§ THE TASK: In the items below, copy word for word everything from the line that contains "Place one point on every instance of the black sleeve" down to the line that contains "[(51, 239), (188, 278), (261, 136)]". Include both of those lines.

Point labeling records
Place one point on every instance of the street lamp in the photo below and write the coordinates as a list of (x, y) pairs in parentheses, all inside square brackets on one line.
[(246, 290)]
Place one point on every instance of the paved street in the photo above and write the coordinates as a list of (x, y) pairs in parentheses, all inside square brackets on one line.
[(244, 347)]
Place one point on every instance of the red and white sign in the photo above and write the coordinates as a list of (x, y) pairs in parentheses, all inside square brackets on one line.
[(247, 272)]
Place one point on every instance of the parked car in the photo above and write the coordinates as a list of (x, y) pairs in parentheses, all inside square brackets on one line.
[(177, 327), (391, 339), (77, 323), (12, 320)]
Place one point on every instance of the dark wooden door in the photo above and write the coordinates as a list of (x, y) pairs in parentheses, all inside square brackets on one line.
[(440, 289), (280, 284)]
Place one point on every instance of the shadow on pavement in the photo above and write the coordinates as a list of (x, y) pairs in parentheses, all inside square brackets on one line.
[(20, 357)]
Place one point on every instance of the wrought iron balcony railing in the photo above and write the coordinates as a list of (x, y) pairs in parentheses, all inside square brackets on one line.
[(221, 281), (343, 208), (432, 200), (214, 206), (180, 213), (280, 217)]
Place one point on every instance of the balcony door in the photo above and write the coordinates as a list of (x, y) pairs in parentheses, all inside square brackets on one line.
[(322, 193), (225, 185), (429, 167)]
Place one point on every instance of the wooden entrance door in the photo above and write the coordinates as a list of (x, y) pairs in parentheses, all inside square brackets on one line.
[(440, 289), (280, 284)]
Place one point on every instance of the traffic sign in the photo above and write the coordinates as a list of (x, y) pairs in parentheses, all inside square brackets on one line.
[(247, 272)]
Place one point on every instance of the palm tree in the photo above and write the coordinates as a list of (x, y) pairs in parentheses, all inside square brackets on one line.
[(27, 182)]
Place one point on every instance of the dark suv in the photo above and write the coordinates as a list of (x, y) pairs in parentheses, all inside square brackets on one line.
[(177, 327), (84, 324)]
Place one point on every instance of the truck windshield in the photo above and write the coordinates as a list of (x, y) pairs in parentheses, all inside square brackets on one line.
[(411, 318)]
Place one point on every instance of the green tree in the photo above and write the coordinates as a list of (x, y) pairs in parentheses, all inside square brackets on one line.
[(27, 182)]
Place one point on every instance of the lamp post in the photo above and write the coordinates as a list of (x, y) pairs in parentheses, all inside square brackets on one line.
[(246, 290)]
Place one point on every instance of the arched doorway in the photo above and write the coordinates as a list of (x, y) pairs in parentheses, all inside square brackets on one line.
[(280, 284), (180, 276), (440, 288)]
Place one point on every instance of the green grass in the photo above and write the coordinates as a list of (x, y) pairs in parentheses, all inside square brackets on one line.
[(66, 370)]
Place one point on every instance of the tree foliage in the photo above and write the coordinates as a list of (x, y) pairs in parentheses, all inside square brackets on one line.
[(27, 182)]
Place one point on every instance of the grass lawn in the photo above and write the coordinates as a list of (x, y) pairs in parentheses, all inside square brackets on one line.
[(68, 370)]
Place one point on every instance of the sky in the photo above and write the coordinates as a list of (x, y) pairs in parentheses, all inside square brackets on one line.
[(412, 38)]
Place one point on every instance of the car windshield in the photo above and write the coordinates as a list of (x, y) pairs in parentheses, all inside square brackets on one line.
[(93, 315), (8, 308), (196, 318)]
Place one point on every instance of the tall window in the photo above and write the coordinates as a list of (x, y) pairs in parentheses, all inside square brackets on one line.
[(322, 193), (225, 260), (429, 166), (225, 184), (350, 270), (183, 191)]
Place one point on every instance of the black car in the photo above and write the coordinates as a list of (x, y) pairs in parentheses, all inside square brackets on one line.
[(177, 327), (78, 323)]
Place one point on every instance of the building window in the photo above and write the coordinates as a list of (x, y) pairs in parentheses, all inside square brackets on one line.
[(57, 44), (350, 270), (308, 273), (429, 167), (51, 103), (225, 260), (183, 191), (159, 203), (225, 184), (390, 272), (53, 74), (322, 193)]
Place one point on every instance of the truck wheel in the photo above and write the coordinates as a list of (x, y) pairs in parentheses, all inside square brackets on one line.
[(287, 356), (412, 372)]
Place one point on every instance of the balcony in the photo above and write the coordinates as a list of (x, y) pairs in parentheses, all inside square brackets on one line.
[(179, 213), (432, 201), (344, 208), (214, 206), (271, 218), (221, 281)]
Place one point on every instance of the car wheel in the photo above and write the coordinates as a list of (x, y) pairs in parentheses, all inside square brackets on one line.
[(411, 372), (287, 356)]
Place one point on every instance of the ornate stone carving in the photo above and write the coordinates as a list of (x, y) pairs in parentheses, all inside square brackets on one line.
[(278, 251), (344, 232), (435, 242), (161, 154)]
--
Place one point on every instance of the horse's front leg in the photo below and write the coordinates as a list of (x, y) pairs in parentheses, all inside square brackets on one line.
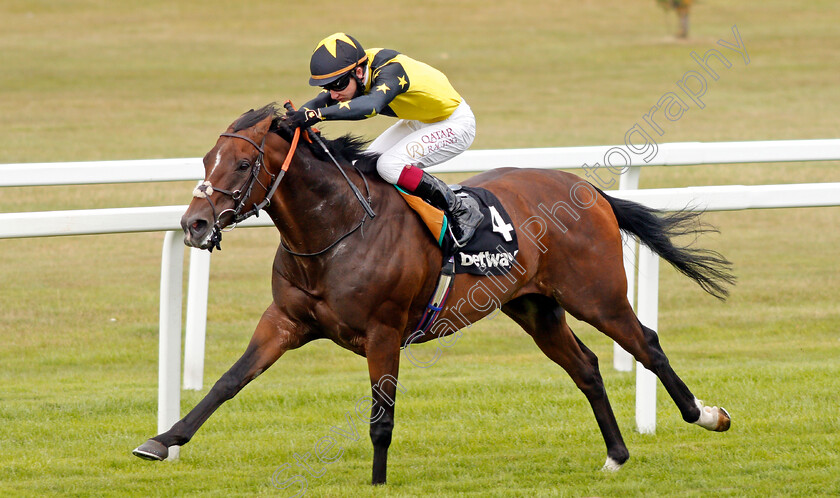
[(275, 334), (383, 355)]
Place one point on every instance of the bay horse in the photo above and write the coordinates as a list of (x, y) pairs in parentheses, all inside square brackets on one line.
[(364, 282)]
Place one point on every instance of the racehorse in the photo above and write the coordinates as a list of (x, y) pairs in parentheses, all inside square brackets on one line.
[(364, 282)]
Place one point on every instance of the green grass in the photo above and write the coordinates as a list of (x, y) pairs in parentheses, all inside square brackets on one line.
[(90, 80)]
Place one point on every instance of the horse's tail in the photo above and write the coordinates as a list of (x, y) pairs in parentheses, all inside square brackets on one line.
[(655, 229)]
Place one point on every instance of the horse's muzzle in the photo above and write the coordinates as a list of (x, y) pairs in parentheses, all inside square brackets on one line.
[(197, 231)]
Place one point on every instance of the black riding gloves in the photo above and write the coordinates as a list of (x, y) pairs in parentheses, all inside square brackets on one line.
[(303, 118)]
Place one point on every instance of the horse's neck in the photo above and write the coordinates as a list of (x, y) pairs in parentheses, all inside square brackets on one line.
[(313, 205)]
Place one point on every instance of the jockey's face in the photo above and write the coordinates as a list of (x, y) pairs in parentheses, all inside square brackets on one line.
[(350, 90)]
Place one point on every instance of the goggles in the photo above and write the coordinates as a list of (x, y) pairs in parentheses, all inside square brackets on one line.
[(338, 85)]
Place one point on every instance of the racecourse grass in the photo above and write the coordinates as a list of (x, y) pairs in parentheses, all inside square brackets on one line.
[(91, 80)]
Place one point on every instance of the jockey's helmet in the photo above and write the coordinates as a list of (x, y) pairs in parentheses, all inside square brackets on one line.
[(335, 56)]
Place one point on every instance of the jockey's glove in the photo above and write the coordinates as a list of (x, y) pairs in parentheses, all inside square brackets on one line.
==
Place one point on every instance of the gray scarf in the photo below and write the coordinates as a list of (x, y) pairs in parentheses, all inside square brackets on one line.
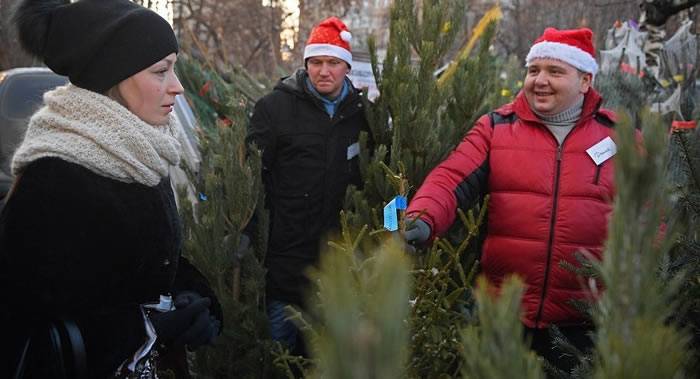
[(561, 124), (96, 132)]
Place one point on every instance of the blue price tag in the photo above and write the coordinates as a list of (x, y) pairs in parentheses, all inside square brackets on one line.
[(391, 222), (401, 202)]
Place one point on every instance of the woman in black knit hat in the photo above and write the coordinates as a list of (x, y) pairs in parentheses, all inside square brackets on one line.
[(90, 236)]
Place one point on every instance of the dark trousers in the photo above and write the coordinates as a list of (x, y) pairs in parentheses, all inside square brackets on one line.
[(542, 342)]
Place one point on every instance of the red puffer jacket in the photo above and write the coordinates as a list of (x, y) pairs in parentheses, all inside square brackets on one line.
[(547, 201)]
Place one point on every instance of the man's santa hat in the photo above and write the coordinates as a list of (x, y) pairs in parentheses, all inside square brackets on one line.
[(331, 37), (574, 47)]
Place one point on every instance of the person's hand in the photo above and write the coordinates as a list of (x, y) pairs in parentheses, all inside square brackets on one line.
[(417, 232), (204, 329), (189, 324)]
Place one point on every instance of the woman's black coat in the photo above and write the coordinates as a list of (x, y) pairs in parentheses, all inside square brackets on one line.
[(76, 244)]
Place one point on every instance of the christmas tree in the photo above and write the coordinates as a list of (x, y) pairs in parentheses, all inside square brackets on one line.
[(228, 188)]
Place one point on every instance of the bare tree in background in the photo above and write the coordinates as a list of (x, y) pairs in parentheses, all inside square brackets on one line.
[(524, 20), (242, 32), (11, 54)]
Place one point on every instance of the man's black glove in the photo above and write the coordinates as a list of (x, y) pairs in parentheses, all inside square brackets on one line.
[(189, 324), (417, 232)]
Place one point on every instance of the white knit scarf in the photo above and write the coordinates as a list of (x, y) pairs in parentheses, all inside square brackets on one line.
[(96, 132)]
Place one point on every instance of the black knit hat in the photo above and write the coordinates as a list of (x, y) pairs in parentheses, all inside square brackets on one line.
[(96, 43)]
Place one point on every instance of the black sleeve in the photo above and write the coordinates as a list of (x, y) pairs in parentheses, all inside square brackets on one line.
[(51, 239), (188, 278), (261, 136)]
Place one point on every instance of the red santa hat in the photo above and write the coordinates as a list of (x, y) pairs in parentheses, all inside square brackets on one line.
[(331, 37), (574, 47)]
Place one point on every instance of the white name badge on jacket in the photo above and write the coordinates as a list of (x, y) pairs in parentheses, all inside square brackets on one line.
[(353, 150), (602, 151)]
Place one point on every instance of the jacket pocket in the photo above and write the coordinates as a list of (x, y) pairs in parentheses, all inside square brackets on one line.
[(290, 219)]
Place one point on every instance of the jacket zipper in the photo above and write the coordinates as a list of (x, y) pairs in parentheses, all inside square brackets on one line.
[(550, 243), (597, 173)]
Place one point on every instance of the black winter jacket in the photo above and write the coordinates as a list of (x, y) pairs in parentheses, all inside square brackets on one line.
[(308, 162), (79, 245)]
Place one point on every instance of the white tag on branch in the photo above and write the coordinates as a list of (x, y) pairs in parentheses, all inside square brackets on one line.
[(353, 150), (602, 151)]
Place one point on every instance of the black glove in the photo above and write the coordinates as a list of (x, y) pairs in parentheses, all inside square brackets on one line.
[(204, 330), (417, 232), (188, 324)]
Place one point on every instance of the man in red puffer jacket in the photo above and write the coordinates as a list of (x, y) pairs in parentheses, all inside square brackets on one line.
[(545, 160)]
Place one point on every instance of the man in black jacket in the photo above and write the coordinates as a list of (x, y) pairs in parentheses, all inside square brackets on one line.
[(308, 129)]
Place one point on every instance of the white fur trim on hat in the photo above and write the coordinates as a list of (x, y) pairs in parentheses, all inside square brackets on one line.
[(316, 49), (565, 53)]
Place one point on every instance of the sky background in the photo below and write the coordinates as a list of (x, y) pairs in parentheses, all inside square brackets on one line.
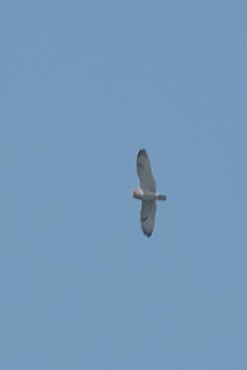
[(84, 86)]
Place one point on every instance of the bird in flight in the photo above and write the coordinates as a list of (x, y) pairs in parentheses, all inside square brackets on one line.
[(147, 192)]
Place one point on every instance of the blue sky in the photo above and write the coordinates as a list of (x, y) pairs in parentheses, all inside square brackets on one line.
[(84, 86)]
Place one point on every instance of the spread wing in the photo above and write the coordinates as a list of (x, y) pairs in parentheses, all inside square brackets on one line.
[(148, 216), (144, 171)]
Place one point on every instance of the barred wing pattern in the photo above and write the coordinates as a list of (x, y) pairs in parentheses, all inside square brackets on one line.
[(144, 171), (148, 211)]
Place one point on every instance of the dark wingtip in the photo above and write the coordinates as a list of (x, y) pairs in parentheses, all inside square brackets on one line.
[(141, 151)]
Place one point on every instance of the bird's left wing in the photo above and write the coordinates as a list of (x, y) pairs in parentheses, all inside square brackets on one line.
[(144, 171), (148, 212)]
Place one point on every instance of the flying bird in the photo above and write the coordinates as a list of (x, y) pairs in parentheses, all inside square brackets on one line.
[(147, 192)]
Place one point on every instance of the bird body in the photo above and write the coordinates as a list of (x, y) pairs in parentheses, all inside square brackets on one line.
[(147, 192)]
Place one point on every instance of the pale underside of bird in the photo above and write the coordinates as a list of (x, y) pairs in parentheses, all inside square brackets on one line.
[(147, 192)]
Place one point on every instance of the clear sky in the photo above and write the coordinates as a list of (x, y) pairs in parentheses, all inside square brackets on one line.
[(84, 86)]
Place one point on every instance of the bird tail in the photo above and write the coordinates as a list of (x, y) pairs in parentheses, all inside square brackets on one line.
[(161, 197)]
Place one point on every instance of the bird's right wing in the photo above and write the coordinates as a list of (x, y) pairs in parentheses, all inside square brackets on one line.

§ RESPONSE:
Place one point on every instance of the black sleeve in the photo above and write the coordinates as a list of (x, y) pairs in parentheses, all inside square brackets on one line.
[(51, 239), (188, 278), (261, 136)]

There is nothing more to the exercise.